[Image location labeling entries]

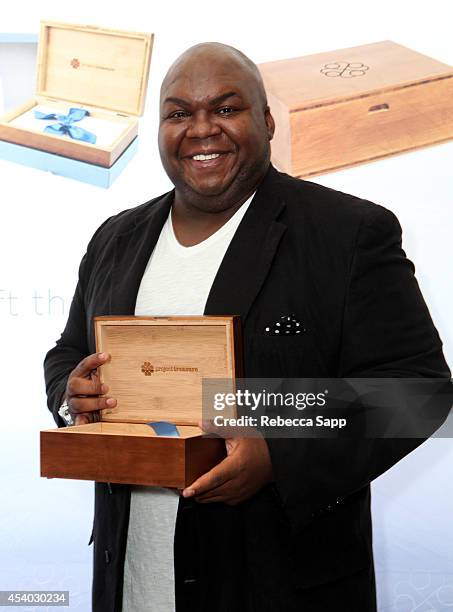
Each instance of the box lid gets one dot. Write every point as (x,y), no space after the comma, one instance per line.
(158,363)
(336,76)
(94,66)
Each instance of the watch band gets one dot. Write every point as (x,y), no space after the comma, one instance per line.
(65,414)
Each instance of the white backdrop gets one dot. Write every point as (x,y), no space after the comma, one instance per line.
(47,222)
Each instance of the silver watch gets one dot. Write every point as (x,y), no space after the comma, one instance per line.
(65,414)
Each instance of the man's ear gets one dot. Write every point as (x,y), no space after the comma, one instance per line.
(270,123)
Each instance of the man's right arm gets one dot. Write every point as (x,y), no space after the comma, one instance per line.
(72,347)
(69,350)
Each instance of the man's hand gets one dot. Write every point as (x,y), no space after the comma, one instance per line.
(246,469)
(83,390)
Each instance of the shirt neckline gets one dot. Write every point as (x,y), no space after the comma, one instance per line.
(229,227)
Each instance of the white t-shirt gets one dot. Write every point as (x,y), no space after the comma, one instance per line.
(177,281)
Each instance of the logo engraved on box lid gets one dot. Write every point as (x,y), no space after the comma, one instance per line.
(346,70)
(76,63)
(148,368)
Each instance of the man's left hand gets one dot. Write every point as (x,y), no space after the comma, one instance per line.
(246,469)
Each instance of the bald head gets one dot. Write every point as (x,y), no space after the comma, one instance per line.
(223,55)
(215,127)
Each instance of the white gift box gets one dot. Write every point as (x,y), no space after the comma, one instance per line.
(104,72)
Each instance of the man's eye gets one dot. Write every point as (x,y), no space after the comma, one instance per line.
(226,110)
(178,115)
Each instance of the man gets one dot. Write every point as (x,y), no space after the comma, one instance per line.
(279,525)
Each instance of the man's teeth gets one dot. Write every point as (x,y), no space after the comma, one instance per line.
(205,157)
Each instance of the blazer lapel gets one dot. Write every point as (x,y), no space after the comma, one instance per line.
(250,254)
(132,252)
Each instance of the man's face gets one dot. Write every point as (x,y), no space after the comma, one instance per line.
(215,129)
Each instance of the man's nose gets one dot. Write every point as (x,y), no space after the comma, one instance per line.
(202,125)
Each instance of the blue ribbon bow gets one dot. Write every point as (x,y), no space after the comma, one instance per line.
(163,428)
(65,124)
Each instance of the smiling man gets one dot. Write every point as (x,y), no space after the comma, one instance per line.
(279,525)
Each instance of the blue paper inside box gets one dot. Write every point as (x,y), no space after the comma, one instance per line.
(83,120)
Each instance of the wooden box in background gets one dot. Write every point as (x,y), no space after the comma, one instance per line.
(156,371)
(345,107)
(103,71)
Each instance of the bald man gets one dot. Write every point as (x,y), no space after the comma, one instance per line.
(279,525)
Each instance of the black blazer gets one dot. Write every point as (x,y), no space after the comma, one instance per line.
(335,261)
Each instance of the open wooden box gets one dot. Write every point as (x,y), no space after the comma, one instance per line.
(341,108)
(155,373)
(100,70)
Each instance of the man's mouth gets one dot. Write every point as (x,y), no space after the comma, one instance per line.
(202,157)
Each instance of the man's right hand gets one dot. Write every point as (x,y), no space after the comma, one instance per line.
(84,390)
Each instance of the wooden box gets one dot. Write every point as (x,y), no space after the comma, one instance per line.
(341,108)
(102,71)
(155,373)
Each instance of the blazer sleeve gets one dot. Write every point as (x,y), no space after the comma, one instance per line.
(72,345)
(387,332)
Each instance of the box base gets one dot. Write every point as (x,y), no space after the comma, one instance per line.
(67,167)
(128,453)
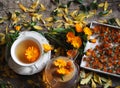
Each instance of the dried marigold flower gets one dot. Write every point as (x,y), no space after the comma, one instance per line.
(70,36)
(87,31)
(93,40)
(78,27)
(17,28)
(76,42)
(32,53)
(47,47)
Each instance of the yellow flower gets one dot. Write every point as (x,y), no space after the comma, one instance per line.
(47,47)
(87,31)
(32,53)
(60,63)
(78,27)
(70,36)
(77,42)
(61,71)
(17,28)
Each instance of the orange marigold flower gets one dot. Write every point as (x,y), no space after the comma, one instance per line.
(78,27)
(62,71)
(70,36)
(47,47)
(17,28)
(87,31)
(77,42)
(32,53)
(71,53)
(93,40)
(60,63)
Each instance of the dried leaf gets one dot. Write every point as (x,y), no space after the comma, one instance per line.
(2,38)
(37,27)
(101,5)
(43,8)
(49,19)
(87,79)
(108,84)
(117,21)
(97,79)
(35,4)
(93,84)
(22,7)
(106,6)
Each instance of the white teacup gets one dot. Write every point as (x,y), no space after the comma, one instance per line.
(17,52)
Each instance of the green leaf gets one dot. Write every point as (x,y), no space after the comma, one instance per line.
(103,13)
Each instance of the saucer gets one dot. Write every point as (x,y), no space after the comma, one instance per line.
(34,68)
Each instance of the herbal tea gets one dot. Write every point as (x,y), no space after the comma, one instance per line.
(27,51)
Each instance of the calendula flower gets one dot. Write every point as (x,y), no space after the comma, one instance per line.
(63,67)
(70,36)
(78,27)
(87,31)
(60,63)
(71,53)
(32,53)
(76,42)
(17,28)
(61,71)
(47,47)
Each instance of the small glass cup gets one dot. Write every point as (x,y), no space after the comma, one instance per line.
(55,80)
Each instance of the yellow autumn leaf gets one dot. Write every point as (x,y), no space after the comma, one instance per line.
(43,8)
(37,27)
(101,5)
(2,38)
(106,5)
(93,85)
(22,7)
(117,21)
(35,4)
(87,79)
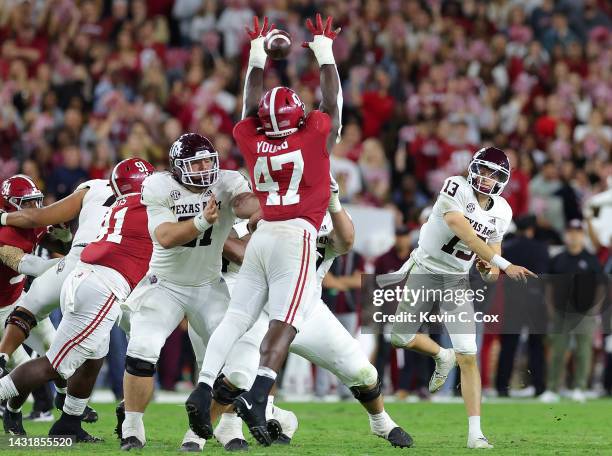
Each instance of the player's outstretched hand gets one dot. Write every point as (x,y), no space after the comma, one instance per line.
(259,32)
(519,273)
(211,213)
(320,29)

- Written request -
Quote verbatim the final run of lines in the material above, from the line that contains "Each instance of the dried leaf" through the very last line, excluding any pictures.

- Problem solution -
Each instance of the dried leaf gets one dot. Write every point as (x,y), no space after the comma, one instance per line.
(2,38)
(37,27)
(101,5)
(43,8)
(49,19)
(87,79)
(108,84)
(117,21)
(97,79)
(35,4)
(93,84)
(22,7)
(106,6)
Each instance of the white teacup gets one dot. Write every point as (x,y), no space after the comma, one instance per line.
(17,52)
Each instance of the green leaf gets one dot. Write every point as (x,y), no space after the comma, one instance per line.
(103,13)
Each instance of the saucer gets one dot. Write every point as (x,y), no space after the comma, one instance per line.
(34,68)
Each instance of the herbal tea gets one dot. Write every point as (x,y), no space after the comma, one instance per line.
(27,51)
Each instance of the calendula flower gets one dot. Write every point as (x,y), no space after the comma, one instance per line.
(63,67)
(70,36)
(78,27)
(87,31)
(60,63)
(71,53)
(32,53)
(76,42)
(17,28)
(61,71)
(47,47)
Each instance of the small glass cup gets one dot. Write every point as (x,y), no space after the comma, one instance per line.
(55,80)
Each instance of the yellow autumn leaf gets one dot. Write every point as (x,y), no space after the comma, one instance per line.
(43,8)
(37,27)
(101,5)
(2,38)
(106,5)
(93,85)
(22,7)
(117,21)
(35,4)
(87,79)
Each instance of the player's outstretched hand gets one dot. Write every point as (x,y), no space after the comma, one instance per line.
(259,32)
(519,273)
(211,213)
(320,29)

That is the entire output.